Data records
****

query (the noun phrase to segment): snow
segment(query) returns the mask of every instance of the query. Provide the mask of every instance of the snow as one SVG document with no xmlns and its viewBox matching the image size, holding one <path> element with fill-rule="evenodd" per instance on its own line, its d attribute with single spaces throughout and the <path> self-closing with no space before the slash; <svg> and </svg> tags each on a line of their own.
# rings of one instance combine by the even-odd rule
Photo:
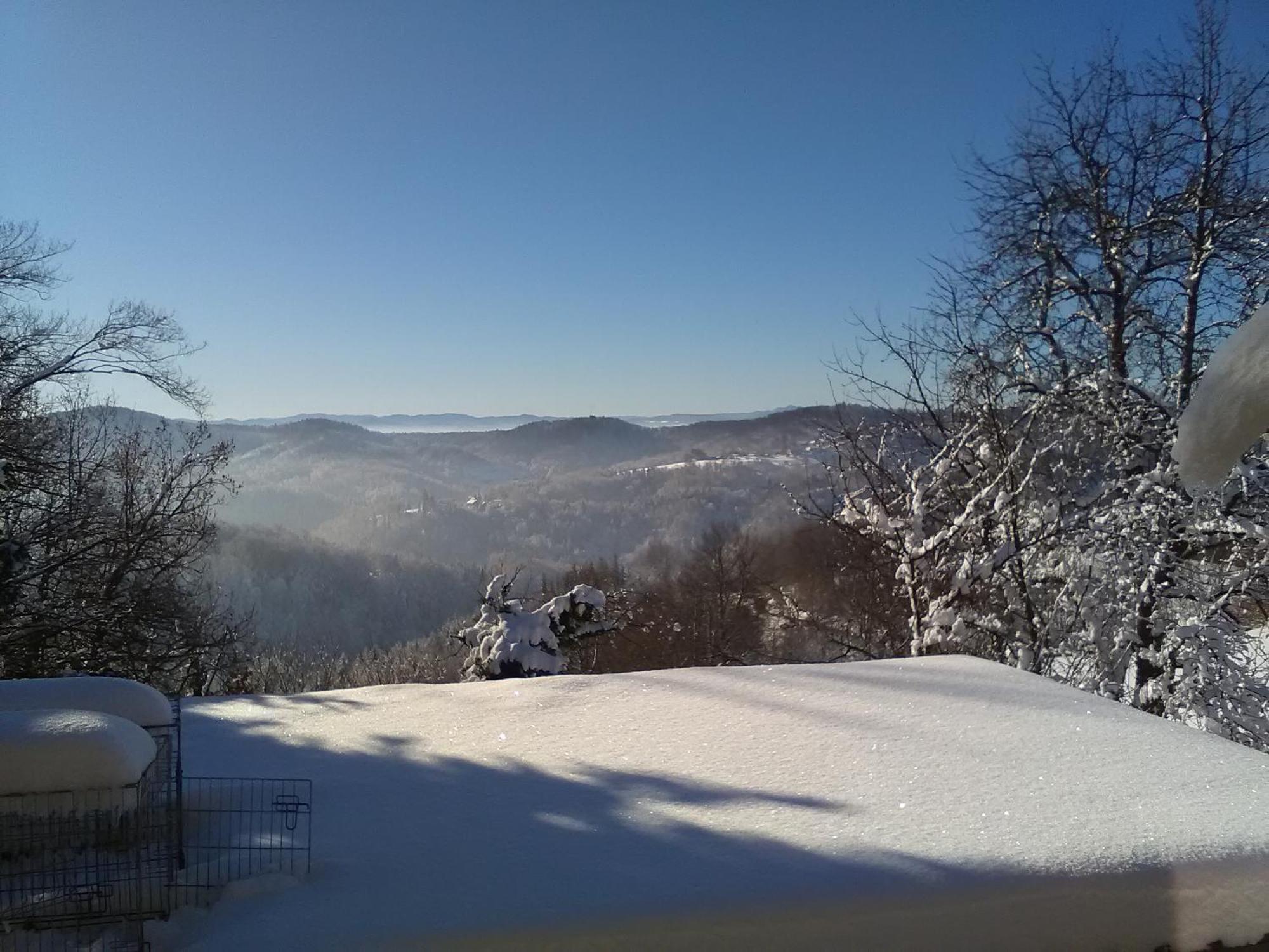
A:
<svg viewBox="0 0 1269 952">
<path fill-rule="evenodd" d="M 70 708 L 99 711 L 157 727 L 171 721 L 168 698 L 127 678 L 27 678 L 0 680 L 0 711 Z"/>
<path fill-rule="evenodd" d="M 154 739 L 123 717 L 0 711 L 0 795 L 124 787 L 154 759 Z"/>
<path fill-rule="evenodd" d="M 315 781 L 310 878 L 214 908 L 189 948 L 1180 949 L 1269 932 L 1269 758 L 976 659 L 185 711 L 190 773 Z"/>
<path fill-rule="evenodd" d="M 1217 348 L 1178 424 L 1181 481 L 1199 487 L 1228 476 L 1269 429 L 1269 305 Z"/>
</svg>

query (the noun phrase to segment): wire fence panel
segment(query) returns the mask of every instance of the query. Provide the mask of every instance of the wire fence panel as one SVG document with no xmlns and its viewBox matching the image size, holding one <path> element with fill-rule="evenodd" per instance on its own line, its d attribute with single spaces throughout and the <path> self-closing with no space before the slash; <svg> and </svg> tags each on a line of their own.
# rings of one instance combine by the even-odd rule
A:
<svg viewBox="0 0 1269 952">
<path fill-rule="evenodd" d="M 187 777 L 185 868 L 176 904 L 203 905 L 250 876 L 307 875 L 311 814 L 311 781 Z"/>
<path fill-rule="evenodd" d="M 145 923 L 140 919 L 38 932 L 0 930 L 0 952 L 145 952 L 148 948 Z"/>
</svg>

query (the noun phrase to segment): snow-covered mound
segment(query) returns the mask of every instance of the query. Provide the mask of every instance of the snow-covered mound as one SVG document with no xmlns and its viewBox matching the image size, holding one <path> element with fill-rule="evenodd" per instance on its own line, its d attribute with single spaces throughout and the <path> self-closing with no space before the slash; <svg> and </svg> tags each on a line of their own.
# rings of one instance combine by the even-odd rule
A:
<svg viewBox="0 0 1269 952">
<path fill-rule="evenodd" d="M 155 759 L 141 727 L 96 711 L 0 711 L 0 795 L 124 787 Z"/>
<path fill-rule="evenodd" d="M 1269 430 L 1269 305 L 1231 334 L 1181 414 L 1173 456 L 1187 486 L 1221 482 Z"/>
<path fill-rule="evenodd" d="M 968 658 L 190 701 L 315 781 L 202 949 L 1202 948 L 1269 932 L 1269 758 Z"/>
<path fill-rule="evenodd" d="M 0 680 L 0 711 L 67 708 L 114 715 L 142 727 L 171 720 L 168 698 L 127 678 L 24 678 Z"/>
</svg>

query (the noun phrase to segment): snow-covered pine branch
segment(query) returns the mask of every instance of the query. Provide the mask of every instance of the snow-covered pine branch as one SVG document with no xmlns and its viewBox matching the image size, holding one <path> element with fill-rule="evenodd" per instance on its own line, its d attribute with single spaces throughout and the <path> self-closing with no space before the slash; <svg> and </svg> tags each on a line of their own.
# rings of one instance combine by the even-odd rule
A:
<svg viewBox="0 0 1269 952">
<path fill-rule="evenodd" d="M 615 623 L 603 617 L 604 593 L 591 585 L 575 585 L 528 611 L 510 598 L 511 584 L 505 575 L 494 576 L 481 600 L 480 618 L 458 632 L 471 649 L 463 664 L 467 680 L 562 674 L 569 647 L 615 630 Z"/>
</svg>

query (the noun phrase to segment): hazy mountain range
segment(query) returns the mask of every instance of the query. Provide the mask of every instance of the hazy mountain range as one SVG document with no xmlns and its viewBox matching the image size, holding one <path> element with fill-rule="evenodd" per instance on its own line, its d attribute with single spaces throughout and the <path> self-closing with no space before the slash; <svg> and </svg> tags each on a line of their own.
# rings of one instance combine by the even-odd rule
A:
<svg viewBox="0 0 1269 952">
<path fill-rule="evenodd" d="M 775 410 L 755 410 L 753 413 L 725 414 L 662 414 L 660 416 L 619 416 L 617 419 L 633 423 L 636 426 L 660 429 L 664 426 L 687 426 L 693 423 L 711 420 L 754 420 L 773 413 L 796 410 L 794 406 L 782 406 Z M 515 414 L 511 416 L 473 416 L 471 414 L 296 414 L 293 416 L 253 416 L 239 420 L 226 418 L 214 423 L 237 426 L 277 426 L 301 420 L 334 420 L 350 423 L 378 433 L 487 433 L 490 430 L 510 430 L 527 423 L 562 420 L 563 416 L 537 416 L 534 414 Z"/>
</svg>

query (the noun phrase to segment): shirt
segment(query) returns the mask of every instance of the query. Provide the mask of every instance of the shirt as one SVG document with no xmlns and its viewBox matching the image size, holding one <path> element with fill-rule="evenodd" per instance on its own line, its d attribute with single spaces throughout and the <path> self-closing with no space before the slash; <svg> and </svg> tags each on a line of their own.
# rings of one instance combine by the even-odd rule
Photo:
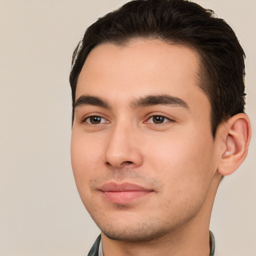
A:
<svg viewBox="0 0 256 256">
<path fill-rule="evenodd" d="M 215 240 L 214 238 L 214 234 L 210 230 L 209 230 L 210 233 L 210 252 L 209 256 L 214 256 L 214 252 L 215 250 Z M 103 256 L 102 254 L 102 243 L 100 242 L 101 236 L 100 235 L 95 242 L 94 243 L 92 247 L 91 248 L 88 256 Z M 99 251 L 102 255 L 99 254 Z"/>
</svg>

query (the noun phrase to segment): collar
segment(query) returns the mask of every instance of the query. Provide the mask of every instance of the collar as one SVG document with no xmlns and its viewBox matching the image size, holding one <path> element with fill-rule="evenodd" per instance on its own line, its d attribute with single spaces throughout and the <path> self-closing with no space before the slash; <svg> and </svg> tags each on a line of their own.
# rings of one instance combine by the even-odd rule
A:
<svg viewBox="0 0 256 256">
<path fill-rule="evenodd" d="M 210 252 L 209 256 L 214 256 L 215 250 L 215 239 L 212 232 L 209 230 L 209 240 L 210 244 Z M 101 240 L 101 236 L 100 235 L 92 247 L 90 249 L 88 256 L 104 256 L 102 252 L 102 244 Z"/>
</svg>

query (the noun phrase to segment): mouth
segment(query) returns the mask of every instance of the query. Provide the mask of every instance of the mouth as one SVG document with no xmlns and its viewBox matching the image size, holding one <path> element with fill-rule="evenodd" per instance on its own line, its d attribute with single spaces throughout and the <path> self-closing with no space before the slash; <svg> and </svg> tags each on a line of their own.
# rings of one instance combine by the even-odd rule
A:
<svg viewBox="0 0 256 256">
<path fill-rule="evenodd" d="M 107 200 L 118 204 L 128 204 L 154 192 L 151 189 L 128 182 L 106 183 L 99 190 Z"/>
</svg>

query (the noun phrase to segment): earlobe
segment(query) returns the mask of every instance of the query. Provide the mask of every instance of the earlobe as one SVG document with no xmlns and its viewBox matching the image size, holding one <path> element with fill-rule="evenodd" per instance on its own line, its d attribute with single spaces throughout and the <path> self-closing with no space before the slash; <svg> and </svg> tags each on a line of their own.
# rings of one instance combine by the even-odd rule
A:
<svg viewBox="0 0 256 256">
<path fill-rule="evenodd" d="M 221 132 L 224 146 L 218 171 L 222 176 L 232 174 L 244 160 L 251 137 L 249 118 L 241 113 L 230 118 Z"/>
</svg>

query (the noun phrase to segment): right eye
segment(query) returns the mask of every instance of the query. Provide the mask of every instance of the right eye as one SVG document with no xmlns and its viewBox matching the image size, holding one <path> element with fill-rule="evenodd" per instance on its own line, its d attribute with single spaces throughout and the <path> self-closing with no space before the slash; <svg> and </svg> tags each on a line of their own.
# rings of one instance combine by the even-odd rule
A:
<svg viewBox="0 0 256 256">
<path fill-rule="evenodd" d="M 105 118 L 97 116 L 92 116 L 86 118 L 84 122 L 90 124 L 98 124 L 104 122 L 108 122 Z"/>
</svg>

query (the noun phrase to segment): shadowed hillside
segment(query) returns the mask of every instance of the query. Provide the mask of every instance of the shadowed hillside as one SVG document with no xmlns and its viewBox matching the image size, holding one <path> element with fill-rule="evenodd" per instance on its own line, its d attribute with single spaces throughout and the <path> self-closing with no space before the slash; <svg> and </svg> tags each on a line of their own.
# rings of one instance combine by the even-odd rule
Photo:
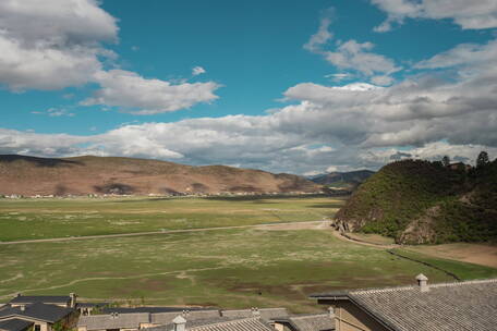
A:
<svg viewBox="0 0 497 331">
<path fill-rule="evenodd" d="M 398 243 L 497 240 L 497 160 L 464 171 L 439 162 L 385 166 L 337 213 L 347 231 L 379 233 Z"/>
<path fill-rule="evenodd" d="M 371 170 L 329 172 L 312 176 L 310 180 L 316 184 L 353 191 L 374 173 L 375 172 Z"/>
<path fill-rule="evenodd" d="M 318 192 L 292 174 L 225 166 L 192 167 L 166 161 L 75 157 L 0 156 L 0 194 L 217 194 Z"/>
</svg>

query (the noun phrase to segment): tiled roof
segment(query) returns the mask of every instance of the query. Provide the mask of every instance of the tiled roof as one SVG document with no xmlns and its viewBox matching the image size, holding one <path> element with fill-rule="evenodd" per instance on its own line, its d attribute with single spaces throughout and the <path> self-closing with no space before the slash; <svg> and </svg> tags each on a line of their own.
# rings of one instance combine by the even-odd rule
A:
<svg viewBox="0 0 497 331">
<path fill-rule="evenodd" d="M 329 314 L 294 315 L 272 320 L 289 323 L 296 331 L 335 330 L 335 320 Z"/>
<path fill-rule="evenodd" d="M 190 308 L 190 307 L 105 307 L 101 309 L 104 314 L 110 314 L 110 312 L 119 312 L 119 314 L 124 314 L 124 312 L 182 312 L 182 311 L 198 311 L 198 310 L 207 310 L 211 311 L 217 309 L 215 308 Z"/>
<path fill-rule="evenodd" d="M 73 311 L 71 308 L 36 303 L 26 305 L 24 310 L 21 307 L 5 306 L 0 309 L 0 319 L 7 317 L 26 317 L 54 323 Z"/>
<path fill-rule="evenodd" d="M 497 279 L 313 295 L 348 298 L 396 331 L 497 329 Z"/>
<path fill-rule="evenodd" d="M 220 317 L 219 310 L 185 310 L 183 314 L 181 312 L 157 312 L 151 314 L 150 321 L 154 324 L 169 324 L 172 322 L 174 317 L 178 315 L 182 315 L 187 320 L 199 320 L 199 319 L 210 319 L 210 318 L 218 318 Z"/>
<path fill-rule="evenodd" d="M 92 315 L 81 316 L 77 327 L 86 327 L 87 330 L 138 329 L 141 323 L 149 322 L 150 315 L 148 312 Z"/>
<path fill-rule="evenodd" d="M 186 331 L 275 331 L 258 317 L 235 318 L 217 317 L 209 319 L 186 320 Z M 147 331 L 172 331 L 174 324 L 155 327 Z"/>
<path fill-rule="evenodd" d="M 221 310 L 221 316 L 225 317 L 238 317 L 238 318 L 246 318 L 253 317 L 254 314 L 260 315 L 262 319 L 269 320 L 275 317 L 286 317 L 288 316 L 288 311 L 286 308 L 259 308 L 259 309 L 238 309 L 238 310 Z"/>
<path fill-rule="evenodd" d="M 66 304 L 71 301 L 70 296 L 50 296 L 50 295 L 19 295 L 10 301 L 10 304 Z"/>
<path fill-rule="evenodd" d="M 2 331 L 23 331 L 33 326 L 33 322 L 13 318 L 0 321 L 0 330 Z"/>
<path fill-rule="evenodd" d="M 218 323 L 208 323 L 193 327 L 189 331 L 274 331 L 269 326 L 262 322 L 259 318 L 252 317 L 237 319 Z"/>
</svg>

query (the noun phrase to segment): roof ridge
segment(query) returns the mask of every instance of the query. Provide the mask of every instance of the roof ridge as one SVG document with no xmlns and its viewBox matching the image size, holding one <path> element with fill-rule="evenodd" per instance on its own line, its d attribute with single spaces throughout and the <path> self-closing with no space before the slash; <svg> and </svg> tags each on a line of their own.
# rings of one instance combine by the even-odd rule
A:
<svg viewBox="0 0 497 331">
<path fill-rule="evenodd" d="M 252 321 L 252 320 L 260 320 L 260 318 L 258 316 L 251 316 L 251 317 L 246 317 L 246 318 L 238 318 L 238 319 L 228 320 L 228 321 L 218 321 L 215 323 L 206 323 L 206 324 L 202 324 L 202 326 L 196 326 L 196 327 L 189 328 L 189 330 L 195 330 L 195 329 L 201 329 L 201 328 L 205 328 L 205 327 L 215 327 L 215 326 L 221 326 L 221 324 L 232 324 L 235 322 Z"/>
<path fill-rule="evenodd" d="M 454 286 L 454 285 L 470 285 L 470 284 L 482 284 L 482 283 L 495 283 L 497 282 L 497 278 L 492 279 L 480 279 L 480 280 L 470 280 L 470 281 L 456 281 L 456 282 L 443 282 L 443 283 L 434 283 L 428 284 L 428 287 L 443 287 L 443 286 Z M 407 291 L 419 289 L 419 285 L 404 285 L 404 286 L 392 286 L 392 287 L 373 287 L 373 289 L 364 289 L 364 290 L 352 290 L 346 292 L 346 294 L 367 294 L 367 293 L 386 293 L 386 292 L 395 292 L 395 291 Z"/>
</svg>

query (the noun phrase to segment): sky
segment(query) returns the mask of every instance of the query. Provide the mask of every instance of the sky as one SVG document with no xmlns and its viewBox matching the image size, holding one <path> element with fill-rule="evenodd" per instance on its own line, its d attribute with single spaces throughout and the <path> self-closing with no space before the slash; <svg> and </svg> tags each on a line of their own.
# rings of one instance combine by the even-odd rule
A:
<svg viewBox="0 0 497 331">
<path fill-rule="evenodd" d="M 497 0 L 2 0 L 0 154 L 497 157 Z"/>
</svg>

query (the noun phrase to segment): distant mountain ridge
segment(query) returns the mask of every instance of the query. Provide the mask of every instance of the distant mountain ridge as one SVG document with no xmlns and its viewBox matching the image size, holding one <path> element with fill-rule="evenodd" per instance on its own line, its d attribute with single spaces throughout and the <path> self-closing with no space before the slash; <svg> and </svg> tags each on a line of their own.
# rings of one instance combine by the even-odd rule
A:
<svg viewBox="0 0 497 331">
<path fill-rule="evenodd" d="M 37 158 L 0 155 L 2 195 L 263 194 L 319 191 L 319 185 L 298 175 L 226 166 L 193 167 L 120 157 Z"/>
<path fill-rule="evenodd" d="M 397 161 L 381 168 L 336 214 L 338 228 L 398 243 L 497 241 L 497 160 L 482 168 Z"/>
<path fill-rule="evenodd" d="M 375 172 L 371 170 L 328 172 L 310 176 L 308 180 L 313 181 L 316 184 L 352 191 L 374 173 Z"/>
</svg>

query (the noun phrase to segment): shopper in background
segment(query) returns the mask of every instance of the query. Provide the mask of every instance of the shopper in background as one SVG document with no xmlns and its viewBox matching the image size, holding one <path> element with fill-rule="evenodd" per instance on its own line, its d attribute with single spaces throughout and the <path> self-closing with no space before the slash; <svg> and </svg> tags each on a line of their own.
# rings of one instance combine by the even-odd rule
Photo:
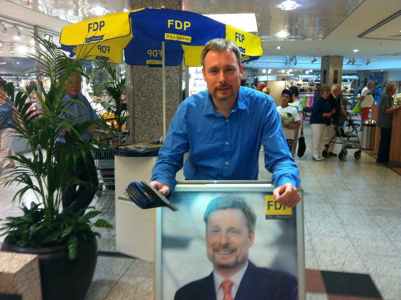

****

Set problem
Select every line from the items above that contains the word "tiled", and copy each one out.

Response to the exercise
query (the noun phrase to segment): tiled roof
segment(query) returns the mask of every instance of the query. Provide the mask of every instance of the tiled roof as one SVG document with no xmlns and its viewBox matching the image size, holding one <path> element with fill-rule="evenodd" per instance on its own line, its d attribute with single spaces throughout and the <path> self-closing with no space before the slash; <svg> and </svg> tags each on a line of their own.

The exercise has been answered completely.